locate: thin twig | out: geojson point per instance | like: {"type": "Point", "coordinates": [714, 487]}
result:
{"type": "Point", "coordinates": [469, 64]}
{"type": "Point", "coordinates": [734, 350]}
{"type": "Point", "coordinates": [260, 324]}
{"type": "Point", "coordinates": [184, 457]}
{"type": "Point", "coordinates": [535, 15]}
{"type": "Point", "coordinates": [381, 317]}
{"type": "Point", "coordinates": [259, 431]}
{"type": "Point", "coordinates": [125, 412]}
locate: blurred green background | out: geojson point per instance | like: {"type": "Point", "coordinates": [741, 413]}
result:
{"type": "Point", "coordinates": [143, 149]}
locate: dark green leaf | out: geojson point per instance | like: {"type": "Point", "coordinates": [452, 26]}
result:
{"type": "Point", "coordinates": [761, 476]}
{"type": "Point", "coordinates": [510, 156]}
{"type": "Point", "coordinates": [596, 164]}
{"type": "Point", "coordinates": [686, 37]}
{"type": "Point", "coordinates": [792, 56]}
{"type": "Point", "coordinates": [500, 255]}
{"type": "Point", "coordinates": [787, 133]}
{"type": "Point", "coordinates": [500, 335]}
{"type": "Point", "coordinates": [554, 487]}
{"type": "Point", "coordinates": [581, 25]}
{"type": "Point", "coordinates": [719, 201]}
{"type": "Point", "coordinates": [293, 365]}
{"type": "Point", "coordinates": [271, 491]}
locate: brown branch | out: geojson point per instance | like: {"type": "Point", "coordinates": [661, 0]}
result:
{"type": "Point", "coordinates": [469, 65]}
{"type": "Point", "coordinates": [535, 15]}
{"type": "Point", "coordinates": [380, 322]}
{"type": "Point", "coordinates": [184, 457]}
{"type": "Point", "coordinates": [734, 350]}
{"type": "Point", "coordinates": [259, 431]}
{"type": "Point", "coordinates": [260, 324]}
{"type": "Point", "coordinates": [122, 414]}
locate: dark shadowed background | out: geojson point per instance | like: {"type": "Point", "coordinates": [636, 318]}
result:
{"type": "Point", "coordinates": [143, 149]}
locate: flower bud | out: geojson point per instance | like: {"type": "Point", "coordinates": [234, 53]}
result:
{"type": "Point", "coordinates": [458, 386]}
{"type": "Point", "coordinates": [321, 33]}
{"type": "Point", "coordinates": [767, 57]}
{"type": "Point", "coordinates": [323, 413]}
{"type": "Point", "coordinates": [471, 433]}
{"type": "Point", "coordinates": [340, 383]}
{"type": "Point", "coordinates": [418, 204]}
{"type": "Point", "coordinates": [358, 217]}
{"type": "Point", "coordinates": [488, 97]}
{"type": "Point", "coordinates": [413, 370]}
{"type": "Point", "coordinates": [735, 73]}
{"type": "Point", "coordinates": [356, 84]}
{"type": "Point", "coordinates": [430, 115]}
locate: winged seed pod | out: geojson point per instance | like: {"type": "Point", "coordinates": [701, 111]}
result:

* * * *

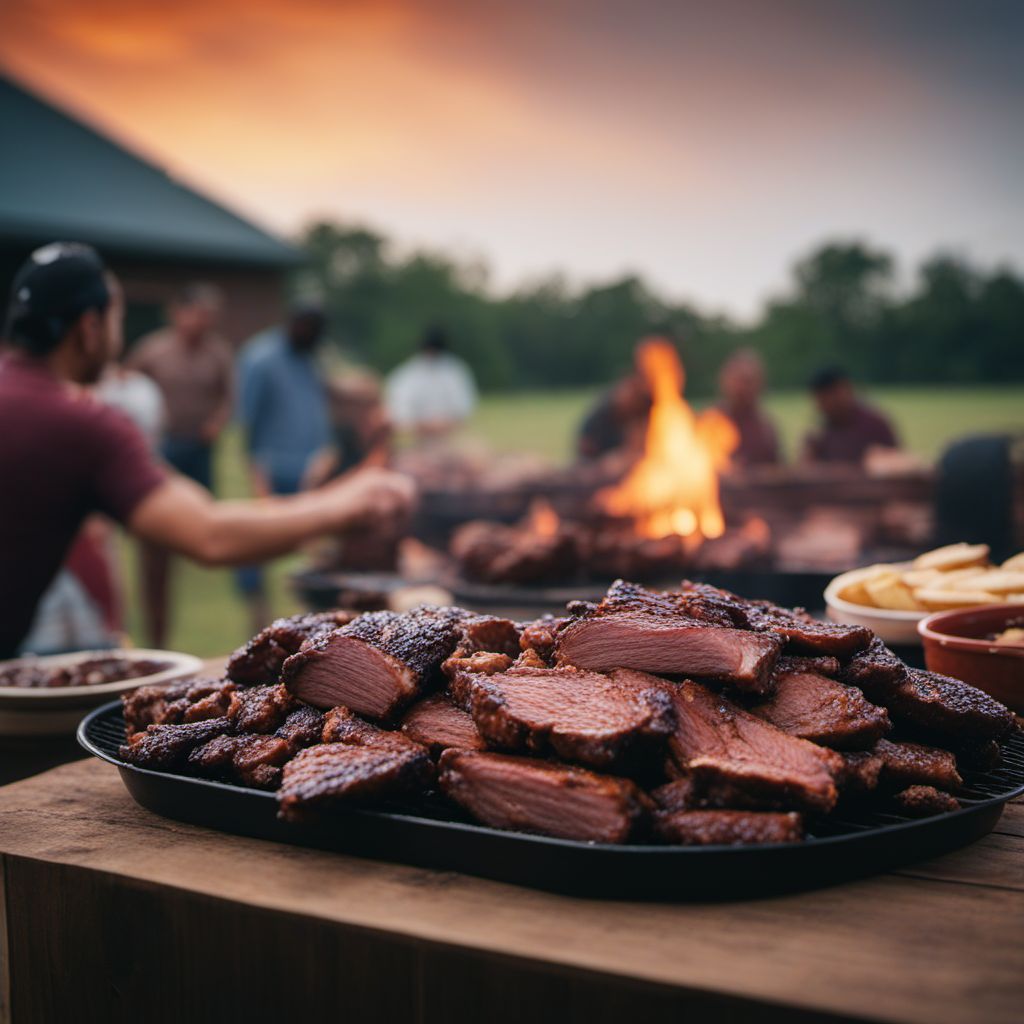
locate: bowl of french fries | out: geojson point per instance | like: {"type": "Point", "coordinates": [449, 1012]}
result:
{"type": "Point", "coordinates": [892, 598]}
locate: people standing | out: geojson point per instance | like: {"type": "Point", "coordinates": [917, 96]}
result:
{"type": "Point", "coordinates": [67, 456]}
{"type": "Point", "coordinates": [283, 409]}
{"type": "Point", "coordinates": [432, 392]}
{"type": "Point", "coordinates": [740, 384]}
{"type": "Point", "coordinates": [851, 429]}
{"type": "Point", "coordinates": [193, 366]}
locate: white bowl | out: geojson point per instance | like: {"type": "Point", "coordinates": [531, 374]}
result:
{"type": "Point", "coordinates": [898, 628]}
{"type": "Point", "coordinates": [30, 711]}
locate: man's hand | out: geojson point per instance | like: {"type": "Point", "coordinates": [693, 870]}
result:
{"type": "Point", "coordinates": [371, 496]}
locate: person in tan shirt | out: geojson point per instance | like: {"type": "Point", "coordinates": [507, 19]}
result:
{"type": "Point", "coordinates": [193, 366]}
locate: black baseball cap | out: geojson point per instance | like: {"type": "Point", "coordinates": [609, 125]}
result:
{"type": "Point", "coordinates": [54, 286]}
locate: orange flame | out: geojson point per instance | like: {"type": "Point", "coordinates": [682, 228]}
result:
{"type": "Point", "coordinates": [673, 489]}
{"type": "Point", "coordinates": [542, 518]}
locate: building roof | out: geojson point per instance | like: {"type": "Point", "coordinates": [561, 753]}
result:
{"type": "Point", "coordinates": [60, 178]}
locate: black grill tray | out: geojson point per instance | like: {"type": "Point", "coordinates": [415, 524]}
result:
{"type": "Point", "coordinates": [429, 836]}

* * * *

*About this exercise:* Across the data, find each line that has "black" in it and copy that line.

*Response for this exercise:*
locate: black baseball cap | out: geojson point per instance | like: {"type": "Point", "coordinates": [609, 125]}
locate: black grill tray | out: geojson point per instance | like: {"type": "Point", "coordinates": [415, 524]}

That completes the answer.